Data records
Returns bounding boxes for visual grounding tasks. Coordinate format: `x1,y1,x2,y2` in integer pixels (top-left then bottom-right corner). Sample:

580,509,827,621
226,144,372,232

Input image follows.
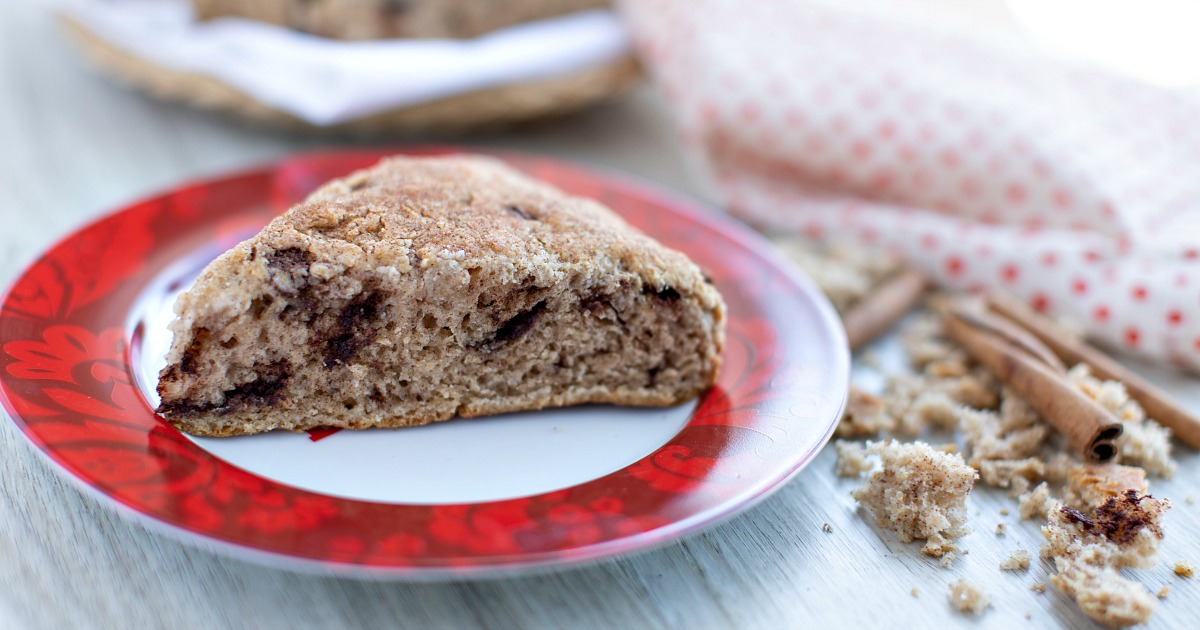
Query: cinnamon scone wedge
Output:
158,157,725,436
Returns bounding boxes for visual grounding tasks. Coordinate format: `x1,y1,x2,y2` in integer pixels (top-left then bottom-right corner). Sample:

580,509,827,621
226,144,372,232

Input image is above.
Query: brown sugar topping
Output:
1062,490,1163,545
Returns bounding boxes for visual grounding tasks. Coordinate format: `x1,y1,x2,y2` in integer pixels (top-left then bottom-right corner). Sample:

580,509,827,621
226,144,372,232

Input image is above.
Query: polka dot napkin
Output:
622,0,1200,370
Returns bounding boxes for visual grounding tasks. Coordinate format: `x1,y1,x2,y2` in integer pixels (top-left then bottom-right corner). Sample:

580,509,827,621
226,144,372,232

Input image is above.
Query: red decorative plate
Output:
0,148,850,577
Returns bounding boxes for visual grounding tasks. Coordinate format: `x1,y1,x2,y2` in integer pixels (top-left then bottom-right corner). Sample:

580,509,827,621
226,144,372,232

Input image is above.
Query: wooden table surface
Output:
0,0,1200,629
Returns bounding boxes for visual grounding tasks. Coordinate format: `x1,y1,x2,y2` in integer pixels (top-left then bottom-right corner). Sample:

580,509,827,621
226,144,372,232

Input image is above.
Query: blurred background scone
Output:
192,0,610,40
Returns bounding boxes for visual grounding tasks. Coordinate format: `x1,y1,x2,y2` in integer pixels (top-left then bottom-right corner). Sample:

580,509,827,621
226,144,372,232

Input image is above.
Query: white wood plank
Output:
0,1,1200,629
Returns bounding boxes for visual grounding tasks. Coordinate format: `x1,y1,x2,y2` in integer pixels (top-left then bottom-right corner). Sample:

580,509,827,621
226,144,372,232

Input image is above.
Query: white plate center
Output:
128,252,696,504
* * *
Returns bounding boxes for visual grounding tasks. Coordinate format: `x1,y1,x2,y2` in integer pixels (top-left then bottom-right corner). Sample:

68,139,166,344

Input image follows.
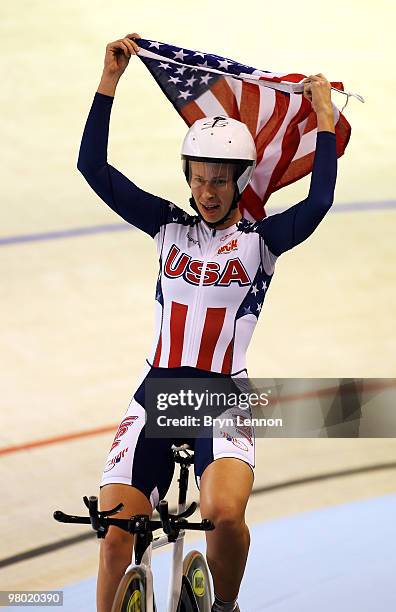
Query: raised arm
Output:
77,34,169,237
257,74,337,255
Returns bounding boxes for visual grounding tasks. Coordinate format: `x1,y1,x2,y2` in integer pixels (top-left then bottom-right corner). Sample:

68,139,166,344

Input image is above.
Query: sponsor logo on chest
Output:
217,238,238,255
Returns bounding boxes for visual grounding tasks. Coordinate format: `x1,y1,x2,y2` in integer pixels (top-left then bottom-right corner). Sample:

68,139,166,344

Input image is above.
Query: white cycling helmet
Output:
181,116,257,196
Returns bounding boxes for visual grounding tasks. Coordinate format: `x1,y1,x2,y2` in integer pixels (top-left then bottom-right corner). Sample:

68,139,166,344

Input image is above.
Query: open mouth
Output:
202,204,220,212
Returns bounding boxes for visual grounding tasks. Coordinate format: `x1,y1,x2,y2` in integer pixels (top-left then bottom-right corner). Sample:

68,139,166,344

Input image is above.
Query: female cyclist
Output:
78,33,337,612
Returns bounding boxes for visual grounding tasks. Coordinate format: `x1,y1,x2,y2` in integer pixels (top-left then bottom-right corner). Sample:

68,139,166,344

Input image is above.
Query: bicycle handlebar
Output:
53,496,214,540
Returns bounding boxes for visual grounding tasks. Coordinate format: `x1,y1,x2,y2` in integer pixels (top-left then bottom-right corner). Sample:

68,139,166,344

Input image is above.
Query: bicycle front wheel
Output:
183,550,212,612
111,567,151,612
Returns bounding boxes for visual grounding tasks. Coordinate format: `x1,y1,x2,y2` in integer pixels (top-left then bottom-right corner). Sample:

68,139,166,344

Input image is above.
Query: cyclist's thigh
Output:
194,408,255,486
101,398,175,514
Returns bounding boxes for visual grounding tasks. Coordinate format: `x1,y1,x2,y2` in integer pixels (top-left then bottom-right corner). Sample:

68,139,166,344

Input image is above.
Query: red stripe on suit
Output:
---
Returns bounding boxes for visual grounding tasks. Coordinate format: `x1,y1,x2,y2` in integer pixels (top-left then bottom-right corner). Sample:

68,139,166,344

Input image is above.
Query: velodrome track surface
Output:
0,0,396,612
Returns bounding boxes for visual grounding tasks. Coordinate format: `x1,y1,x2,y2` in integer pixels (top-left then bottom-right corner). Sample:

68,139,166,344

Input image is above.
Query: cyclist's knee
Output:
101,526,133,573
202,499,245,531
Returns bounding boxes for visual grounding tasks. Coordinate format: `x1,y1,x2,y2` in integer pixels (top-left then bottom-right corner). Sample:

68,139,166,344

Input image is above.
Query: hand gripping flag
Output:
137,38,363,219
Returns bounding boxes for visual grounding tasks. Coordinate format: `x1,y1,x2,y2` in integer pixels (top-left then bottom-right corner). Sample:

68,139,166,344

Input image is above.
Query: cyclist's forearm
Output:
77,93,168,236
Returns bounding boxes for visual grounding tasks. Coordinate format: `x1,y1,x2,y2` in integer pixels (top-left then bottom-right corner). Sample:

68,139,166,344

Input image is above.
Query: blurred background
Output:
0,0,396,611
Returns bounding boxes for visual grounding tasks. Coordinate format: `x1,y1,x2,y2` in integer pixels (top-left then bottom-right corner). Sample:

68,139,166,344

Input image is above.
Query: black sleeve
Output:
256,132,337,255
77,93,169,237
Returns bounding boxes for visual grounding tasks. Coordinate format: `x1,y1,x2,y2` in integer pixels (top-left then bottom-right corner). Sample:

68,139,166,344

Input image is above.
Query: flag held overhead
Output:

Task directions: Return every line from the rows above that contains the string "cyclist". Treat uppercase and lowercase as different.

Output:
Query: female cyclist
Query: cyclist's thigh
Query: cyclist's knee
Query: cyclist's forearm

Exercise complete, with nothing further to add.